### [STATED EXERCISE]
Answer these from the boat a cappella thread:
(a) What two things does Fenrari say did not work for them?
(b) Which song does Ffzzynxnynxxyninx call their favorite?
(c) What does 8-bit write in place of "boat"?

### [ARTICLE]

=-=-=-=-=

# I'm On A Boat Acappella



## Ffzzynxnynxxyninx (Aug 12, 2010)

I saw this for the first time today, and it is surprisingly really good.

[video=youtube;KxdskI3uV3A]http://www.youtube.com/watch?v=KxdskI3uV3A[/video]


----------



## Jashwa (Aug 13, 2010)

Meh. 

The original is too good and I can't appreciate this because of how much better the original is.


----------



## 8-bit (Aug 13, 2010)

On a blimp <3

But, I'm a fan hearing songs sung/played differently


----------



## Ffzzynxnynxxyninx (Aug 13, 2010)

The original was great, sure. But getting this many people together and actually rehearsing something like that, figuring out the parts and everything, and performing it pretty well impresses me.


----------



## Koronikov (Aug 13, 2010)

Pianowolfy said:


> I saw this for the first time today, and it is surprisingly really good.
> 
> [video=youtube;KxdskI3uV3A]http://www.youtube.com/watch?v=KxdskI3uV3A[/video]


 
I used to know the original song word for word >.> that and "like a boss"


----------



## Ffzzynxnynxxyninx (Aug 13, 2010)

Koronikov said:


> I used to know the original song word for word >.> that and "like a boss"



:3 I wonder if Andy has done any new videos. I haven't checked, but I figure if he's made one worth hearing I would have heard it by now.

I love the boat song but my favorite is still "I Threw It On the Ground" XDXD


----------



## Koronikov (Aug 13, 2010)

Pianowolfy said:


> :3 I wonder if Andy has done any new videos. I haven't checked, but I figure if he's made one worth hearing I would have heard it by now.
> 
> I love the boat song but my favorite is still "I Threw It On the Ground" XDXD



Andy Samberg has done a few more id have to look for em

off the top of my head: 
Cool guys dont look at explosions
Mother lover
Jizz in My pants
there was another one about having a good day, cant remember the name though
..thats all i can think off


----------



## Fenrari (Aug 13, 2010)

Meh... I couldn't watch that... the main guy's voice and the acoustics of the room didn't work for me.


----------



## Koronikov (Aug 13, 2010)

Fenrari said:


> Meh... I couldn't watch that... the main guy's voice and the acoustics of the room didn't work for me.


 
I have to agree here


----------



## Swizzle (Aug 13, 2010)

Pianowolfy said:


> I saw this for the first time today, and it is surprisingly really good.
> 
> [video=youtube;KxdskI3uV3A]http://www.youtube.com/watch?v=KxdskI3uV3A[/video]


Woah!!!!! That was wicked awesome!!!!! xD


----------

=-=-=-=-=

### [DATA PROVIDED]
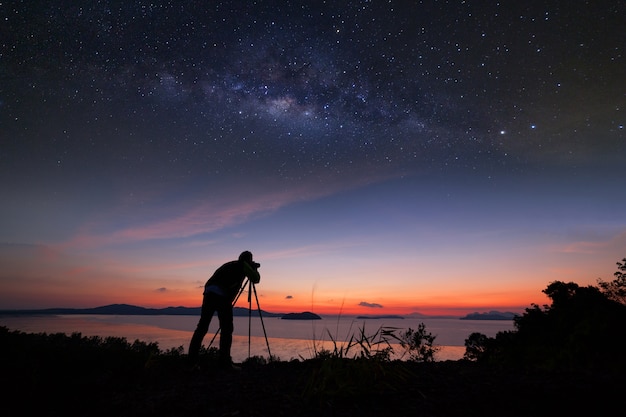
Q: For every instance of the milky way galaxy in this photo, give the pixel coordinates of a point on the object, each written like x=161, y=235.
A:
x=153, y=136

=-=-=-=-=

### [ANSWER FOR THIS EXERCISE]
(a) The main guy's voice and the acoustics of the room.
(b) "I Threw It On the Ground."
(c) "Blimp" ("On a blimp").